## Passage:
Senator Schuett visited Whitelocke, and staid with him above two hours. They discoursed of many things unnecessary to be remembered; some was thus:—

Schuett. I am sorry that the business of your treaty goes on so slowly; but I hope you will excuse it, in regard the Chancellor is not quick in despatches, and affects long deliberations in great matters.

Whitelocke. That is an argument of his prudence and well weighing of things before he come to a resolution; and certainly he hath had sufficient time of deliberation in my business.

Sch. The Chancellor sometimes may take more time than is necessary for one business, and borrow it for another; he knows the advantages of times and seasons, and how to improve them.

Wh. I have found it so; but methinks my business should have been so acceptable as to have prevented such great delays.

Sch. Your negotiation as to the amity with England was in consideration with the Council here before your arrival; and all of us agreed that it was more desirable than any other.

Wh. I believe it would be agreeable to you, who are persons of great experience, knowing the interest of your own country, and how considerable the English nation is; and this caused a belief in me that I might promise myself an answer to my proposals before my departure from hence.

## Supplied records:

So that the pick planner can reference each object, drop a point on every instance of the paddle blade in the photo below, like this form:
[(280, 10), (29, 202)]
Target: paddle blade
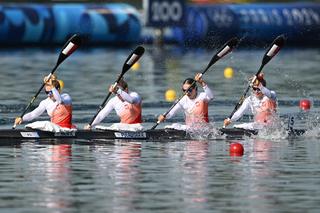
[(274, 48), (132, 58), (224, 50), (69, 47)]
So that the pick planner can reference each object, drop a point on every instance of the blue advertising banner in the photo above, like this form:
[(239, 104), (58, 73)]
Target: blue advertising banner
[(164, 13)]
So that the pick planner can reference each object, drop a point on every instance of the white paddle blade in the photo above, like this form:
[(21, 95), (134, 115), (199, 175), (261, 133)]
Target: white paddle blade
[(275, 47), (133, 58)]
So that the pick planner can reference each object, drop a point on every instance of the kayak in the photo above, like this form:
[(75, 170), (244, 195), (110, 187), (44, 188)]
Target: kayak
[(148, 135)]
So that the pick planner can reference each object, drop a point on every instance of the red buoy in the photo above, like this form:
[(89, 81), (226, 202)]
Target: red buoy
[(236, 149), (305, 104)]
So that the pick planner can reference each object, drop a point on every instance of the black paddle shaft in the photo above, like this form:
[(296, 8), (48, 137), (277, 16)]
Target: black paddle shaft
[(224, 50), (130, 61), (69, 47), (274, 48)]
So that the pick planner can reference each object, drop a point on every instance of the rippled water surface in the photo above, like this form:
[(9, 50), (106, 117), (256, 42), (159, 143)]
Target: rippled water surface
[(275, 174)]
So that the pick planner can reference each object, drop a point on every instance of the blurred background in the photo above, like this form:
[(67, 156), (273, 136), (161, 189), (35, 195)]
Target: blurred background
[(180, 38)]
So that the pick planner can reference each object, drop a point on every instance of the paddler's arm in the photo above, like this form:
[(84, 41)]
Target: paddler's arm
[(132, 98), (32, 115), (56, 95), (269, 93), (206, 89)]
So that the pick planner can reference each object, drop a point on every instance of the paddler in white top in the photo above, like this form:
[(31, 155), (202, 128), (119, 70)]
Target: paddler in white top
[(126, 104), (58, 106), (262, 103), (194, 104)]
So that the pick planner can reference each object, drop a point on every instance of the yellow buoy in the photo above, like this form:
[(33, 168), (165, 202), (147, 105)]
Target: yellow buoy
[(228, 72), (170, 95), (61, 84), (136, 66)]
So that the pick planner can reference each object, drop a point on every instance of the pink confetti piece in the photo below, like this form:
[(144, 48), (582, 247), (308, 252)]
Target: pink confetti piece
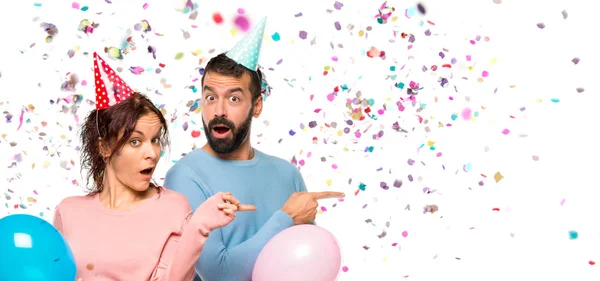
[(242, 23), (21, 119), (466, 114)]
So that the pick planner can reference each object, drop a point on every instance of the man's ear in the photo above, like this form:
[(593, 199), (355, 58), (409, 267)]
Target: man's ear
[(257, 107), (103, 148)]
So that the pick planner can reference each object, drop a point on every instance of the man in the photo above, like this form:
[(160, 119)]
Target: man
[(231, 97)]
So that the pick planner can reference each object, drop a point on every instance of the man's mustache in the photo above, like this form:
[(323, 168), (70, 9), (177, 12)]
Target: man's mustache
[(221, 121)]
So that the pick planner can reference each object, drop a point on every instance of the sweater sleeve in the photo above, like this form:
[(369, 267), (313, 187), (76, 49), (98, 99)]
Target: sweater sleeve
[(217, 262), (181, 251)]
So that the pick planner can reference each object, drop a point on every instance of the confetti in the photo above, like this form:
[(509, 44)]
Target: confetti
[(217, 18), (242, 23), (498, 177)]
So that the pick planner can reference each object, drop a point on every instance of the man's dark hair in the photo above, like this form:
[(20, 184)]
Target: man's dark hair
[(223, 65)]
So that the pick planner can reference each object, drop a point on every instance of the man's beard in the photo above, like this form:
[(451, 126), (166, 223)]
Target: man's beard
[(229, 144)]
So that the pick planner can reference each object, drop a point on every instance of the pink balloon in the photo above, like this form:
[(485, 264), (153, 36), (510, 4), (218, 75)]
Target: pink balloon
[(299, 253)]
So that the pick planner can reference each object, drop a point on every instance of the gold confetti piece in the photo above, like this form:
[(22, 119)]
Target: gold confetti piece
[(498, 177)]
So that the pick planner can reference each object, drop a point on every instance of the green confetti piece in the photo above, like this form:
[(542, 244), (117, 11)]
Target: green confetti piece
[(276, 37)]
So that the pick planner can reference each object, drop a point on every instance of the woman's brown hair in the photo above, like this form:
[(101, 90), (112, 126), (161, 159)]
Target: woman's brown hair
[(103, 127)]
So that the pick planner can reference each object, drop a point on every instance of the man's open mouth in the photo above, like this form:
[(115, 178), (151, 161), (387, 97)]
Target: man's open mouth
[(221, 129)]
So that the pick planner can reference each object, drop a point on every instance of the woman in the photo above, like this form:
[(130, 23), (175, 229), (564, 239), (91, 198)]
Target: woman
[(127, 227)]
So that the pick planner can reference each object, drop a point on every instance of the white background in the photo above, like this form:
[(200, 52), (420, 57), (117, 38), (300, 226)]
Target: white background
[(539, 201)]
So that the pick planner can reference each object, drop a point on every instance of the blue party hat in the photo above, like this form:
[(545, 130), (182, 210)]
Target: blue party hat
[(247, 51)]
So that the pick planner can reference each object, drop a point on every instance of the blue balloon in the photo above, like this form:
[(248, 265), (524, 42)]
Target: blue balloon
[(31, 249)]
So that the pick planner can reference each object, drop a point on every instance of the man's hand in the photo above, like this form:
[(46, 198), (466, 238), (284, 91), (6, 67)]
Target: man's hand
[(302, 206)]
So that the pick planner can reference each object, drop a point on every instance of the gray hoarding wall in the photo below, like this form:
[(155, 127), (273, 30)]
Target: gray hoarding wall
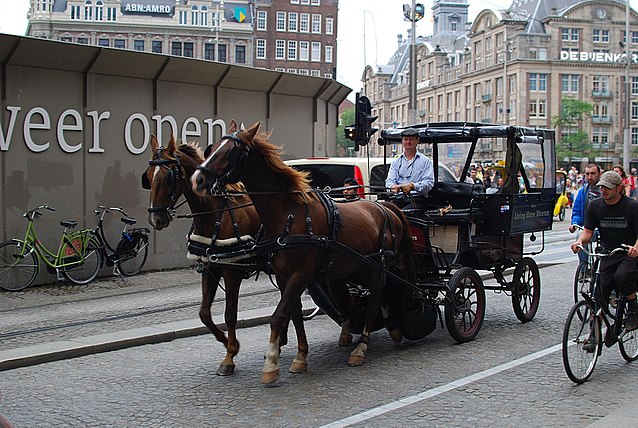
[(76, 124)]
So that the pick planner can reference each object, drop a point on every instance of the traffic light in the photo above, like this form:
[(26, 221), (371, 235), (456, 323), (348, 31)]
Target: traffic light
[(363, 120)]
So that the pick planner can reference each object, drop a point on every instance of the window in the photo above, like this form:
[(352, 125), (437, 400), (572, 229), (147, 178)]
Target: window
[(222, 53), (209, 51), (281, 21), (138, 45), (262, 16), (99, 10), (316, 23), (537, 82), (570, 34), (75, 12), (304, 22), (176, 48), (600, 84), (88, 11), (280, 47), (261, 49), (293, 19), (600, 36), (328, 54), (315, 52), (304, 51), (537, 109), (240, 54), (569, 83), (292, 49), (329, 25), (111, 14)]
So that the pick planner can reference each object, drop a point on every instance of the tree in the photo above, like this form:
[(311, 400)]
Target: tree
[(577, 144), (345, 147)]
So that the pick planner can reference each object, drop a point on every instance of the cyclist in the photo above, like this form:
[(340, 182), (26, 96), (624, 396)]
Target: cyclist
[(411, 172), (589, 192), (616, 217)]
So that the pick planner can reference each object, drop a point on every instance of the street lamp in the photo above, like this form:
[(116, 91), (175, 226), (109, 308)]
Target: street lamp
[(626, 134)]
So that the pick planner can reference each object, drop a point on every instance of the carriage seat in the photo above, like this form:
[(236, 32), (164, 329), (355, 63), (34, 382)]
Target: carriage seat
[(455, 216), (459, 195)]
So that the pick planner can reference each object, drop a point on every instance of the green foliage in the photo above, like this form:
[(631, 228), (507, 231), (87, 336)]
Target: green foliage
[(575, 144), (345, 147)]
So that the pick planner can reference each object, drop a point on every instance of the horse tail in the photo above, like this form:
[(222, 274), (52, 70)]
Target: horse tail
[(407, 253)]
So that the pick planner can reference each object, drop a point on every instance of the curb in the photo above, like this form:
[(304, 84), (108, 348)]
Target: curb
[(79, 347)]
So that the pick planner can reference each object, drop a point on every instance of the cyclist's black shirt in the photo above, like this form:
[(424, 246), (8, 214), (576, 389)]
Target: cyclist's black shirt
[(618, 224)]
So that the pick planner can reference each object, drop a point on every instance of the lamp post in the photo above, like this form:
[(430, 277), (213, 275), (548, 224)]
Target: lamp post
[(626, 133)]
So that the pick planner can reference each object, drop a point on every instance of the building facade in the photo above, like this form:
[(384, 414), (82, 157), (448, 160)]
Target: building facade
[(516, 66), (297, 36)]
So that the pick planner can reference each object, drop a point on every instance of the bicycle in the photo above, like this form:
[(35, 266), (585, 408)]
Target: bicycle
[(583, 334), (129, 255), (78, 257), (585, 270)]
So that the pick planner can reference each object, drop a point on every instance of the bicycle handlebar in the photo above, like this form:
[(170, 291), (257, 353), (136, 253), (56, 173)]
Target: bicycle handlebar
[(103, 209), (623, 247)]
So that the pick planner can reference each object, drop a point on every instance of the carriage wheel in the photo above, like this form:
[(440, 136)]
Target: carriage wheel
[(464, 305), (526, 292), (561, 214)]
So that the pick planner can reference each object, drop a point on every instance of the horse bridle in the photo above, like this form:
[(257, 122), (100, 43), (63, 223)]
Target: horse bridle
[(235, 157), (174, 175)]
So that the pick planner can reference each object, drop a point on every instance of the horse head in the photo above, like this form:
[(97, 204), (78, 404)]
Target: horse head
[(224, 161), (164, 177)]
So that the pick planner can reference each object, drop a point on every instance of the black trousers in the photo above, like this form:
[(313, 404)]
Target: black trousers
[(619, 271)]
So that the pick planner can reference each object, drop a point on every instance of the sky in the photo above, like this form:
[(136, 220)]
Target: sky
[(381, 19)]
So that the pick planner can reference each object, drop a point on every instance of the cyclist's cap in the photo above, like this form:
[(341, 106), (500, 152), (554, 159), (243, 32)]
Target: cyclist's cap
[(410, 132), (610, 179)]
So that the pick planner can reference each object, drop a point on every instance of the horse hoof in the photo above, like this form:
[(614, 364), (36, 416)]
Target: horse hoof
[(226, 369), (270, 377), (298, 367), (396, 335), (345, 339)]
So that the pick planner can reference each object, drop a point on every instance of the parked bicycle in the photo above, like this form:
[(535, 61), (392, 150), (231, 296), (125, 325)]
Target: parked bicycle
[(129, 255), (593, 321), (77, 258), (585, 270)]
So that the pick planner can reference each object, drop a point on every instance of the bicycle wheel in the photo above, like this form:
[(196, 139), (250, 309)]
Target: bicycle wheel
[(582, 280), (18, 265), (131, 258), (308, 306), (581, 342), (628, 344), (83, 273)]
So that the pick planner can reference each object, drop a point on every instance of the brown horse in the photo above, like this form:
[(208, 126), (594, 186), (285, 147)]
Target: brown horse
[(167, 179), (310, 245)]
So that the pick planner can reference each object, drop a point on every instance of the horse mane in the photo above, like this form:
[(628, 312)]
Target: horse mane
[(296, 181)]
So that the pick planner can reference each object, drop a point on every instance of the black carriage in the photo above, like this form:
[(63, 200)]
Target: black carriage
[(468, 227)]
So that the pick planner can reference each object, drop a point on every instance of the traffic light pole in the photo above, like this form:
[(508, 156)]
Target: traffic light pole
[(412, 99)]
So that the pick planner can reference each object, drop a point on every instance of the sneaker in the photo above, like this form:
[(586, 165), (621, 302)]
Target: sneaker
[(631, 322)]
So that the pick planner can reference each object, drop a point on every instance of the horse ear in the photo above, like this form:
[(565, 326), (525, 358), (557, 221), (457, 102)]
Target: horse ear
[(170, 149), (252, 131)]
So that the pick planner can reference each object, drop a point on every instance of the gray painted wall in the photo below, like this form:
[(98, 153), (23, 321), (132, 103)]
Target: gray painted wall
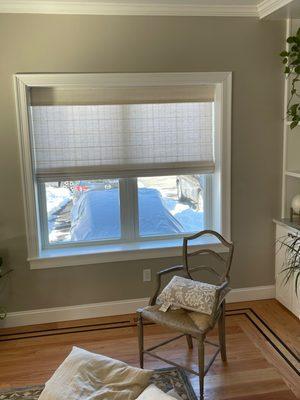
[(248, 47)]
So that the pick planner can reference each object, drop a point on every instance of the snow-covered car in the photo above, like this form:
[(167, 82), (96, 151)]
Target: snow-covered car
[(190, 188), (96, 215)]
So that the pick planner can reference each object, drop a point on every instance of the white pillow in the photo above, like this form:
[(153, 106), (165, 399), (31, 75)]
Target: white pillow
[(84, 375), (188, 294), (153, 393)]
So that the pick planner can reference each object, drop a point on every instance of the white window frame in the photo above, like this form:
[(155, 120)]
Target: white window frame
[(168, 247)]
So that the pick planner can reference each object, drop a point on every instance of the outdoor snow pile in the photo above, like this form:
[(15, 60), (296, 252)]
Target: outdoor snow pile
[(57, 198)]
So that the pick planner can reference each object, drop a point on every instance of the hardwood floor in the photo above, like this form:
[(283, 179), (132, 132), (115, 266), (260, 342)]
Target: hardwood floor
[(263, 345)]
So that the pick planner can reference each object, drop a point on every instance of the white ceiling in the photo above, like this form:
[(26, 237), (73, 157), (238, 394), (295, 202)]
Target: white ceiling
[(238, 8)]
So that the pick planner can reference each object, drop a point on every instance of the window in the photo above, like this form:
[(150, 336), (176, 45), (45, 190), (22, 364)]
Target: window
[(90, 210), (128, 160)]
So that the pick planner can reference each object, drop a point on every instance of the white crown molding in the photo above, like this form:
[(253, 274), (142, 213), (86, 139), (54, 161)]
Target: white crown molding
[(86, 7), (120, 307), (267, 7)]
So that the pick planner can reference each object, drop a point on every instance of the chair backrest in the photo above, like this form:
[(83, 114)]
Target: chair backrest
[(225, 261)]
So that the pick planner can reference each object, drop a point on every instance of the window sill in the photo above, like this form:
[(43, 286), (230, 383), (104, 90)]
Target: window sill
[(74, 256)]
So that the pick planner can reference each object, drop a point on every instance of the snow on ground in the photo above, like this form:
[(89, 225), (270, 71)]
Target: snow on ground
[(61, 218)]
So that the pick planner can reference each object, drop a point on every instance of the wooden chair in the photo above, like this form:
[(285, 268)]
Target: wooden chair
[(180, 320)]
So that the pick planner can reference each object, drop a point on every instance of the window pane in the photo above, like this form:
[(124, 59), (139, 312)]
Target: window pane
[(79, 211), (171, 204)]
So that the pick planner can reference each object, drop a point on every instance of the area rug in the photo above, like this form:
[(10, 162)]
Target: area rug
[(165, 378)]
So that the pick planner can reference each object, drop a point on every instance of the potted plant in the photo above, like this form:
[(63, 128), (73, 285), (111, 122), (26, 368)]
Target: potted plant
[(291, 61), (3, 273), (291, 263)]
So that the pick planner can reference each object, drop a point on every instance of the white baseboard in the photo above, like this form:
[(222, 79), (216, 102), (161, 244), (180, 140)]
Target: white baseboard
[(251, 293), (120, 307)]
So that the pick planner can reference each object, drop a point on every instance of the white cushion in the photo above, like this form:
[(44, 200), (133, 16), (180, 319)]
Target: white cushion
[(188, 294), (153, 393), (90, 376)]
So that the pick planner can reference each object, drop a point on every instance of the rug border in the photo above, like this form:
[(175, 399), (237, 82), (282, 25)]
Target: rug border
[(190, 391)]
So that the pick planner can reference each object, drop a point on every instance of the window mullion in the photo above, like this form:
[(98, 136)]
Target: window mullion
[(129, 209), (207, 202)]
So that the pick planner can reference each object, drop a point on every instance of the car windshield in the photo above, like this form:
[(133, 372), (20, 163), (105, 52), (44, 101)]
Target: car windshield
[(79, 211)]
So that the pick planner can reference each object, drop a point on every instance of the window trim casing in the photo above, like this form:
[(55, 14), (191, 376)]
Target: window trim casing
[(222, 176)]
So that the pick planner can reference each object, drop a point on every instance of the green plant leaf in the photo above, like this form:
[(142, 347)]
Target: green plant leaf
[(284, 54), (294, 124)]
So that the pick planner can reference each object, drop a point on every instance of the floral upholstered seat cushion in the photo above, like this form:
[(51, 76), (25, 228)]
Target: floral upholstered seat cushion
[(188, 294)]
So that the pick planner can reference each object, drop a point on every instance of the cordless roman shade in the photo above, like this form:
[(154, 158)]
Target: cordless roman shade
[(122, 131)]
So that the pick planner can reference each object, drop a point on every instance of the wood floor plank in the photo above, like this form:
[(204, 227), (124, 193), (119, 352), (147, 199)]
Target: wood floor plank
[(254, 369)]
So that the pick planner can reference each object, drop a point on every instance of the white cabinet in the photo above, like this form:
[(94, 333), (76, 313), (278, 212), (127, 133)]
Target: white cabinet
[(285, 292)]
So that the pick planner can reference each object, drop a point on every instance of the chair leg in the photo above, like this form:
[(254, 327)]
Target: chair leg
[(222, 334), (189, 340), (201, 365), (141, 339)]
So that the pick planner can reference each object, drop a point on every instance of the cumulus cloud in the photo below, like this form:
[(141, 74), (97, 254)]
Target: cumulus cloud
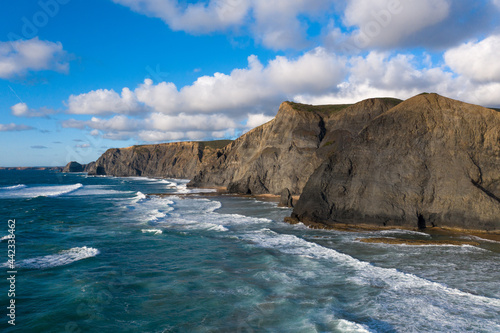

## Tasks to complete:
1. Copy from the conversation between Schuett and Whitelocke the exact text starting with "Sch. The Chancellor" and going on through "to improve them.".
2. Which individual people does the conversation between Schuett and Whitelocke name or refer to by title? List them all.
3. Carry on the conversation between Schuett and Whitelocke from its last line.

## The results:
1.
Sch. The Chancellor sometimes may take more time than is necessary for one business, and borrow it for another; he knows the advantages of times and seasons, and how to improve them.

2. Senator Schuett, Whitelocke, the Chancellor

3.
Sch. The great affairs of this kingdom, and the change likely to happen, have put a stop to all other business; and in case your negotiation cannot be brought to a conclusion during your stay here, yet it may be agreed upon afterwards by an ambassador to be sent from hence to England.

Wh. My Lord Protector having testified so much respect to the Queen, as he hath done in sending me Ambassador hither, for me, after four or five months' residence and negotiation in this place, to be sent home again without any conclusion of my business, but the same to be remitted to the sending of an ambassador from hence to England, would be no answer to the respect of the Protector in sending me hither.

Sch. The Parliament sent your Excellence hither, as I understood, and not the Protector.

Wh. My coming hither was at first by my Lord Protector's desire, he being then General, and without his earnest request to me I had not undertaken it; and since his access to the Government I have received new credentials from him, by virtue whereof only I have negotiated, and am the first public Minister employed by his Highness.

Sch. It is a very great respect which the Protector hath manifested to you, and by you to our Queen and nation, and that which you say carries reason with it. I shall do all that possibly may lie in my power to testify my respects and service to his Highness and Commonwealth of England, and to your Excellence their honourable Ambassador.

Wh. You are pleased to express a great honour and esteem for my Lord Protector and for his servant, whereof I shall not fail, by any service in my power, to make acknowledgment to your Excellence.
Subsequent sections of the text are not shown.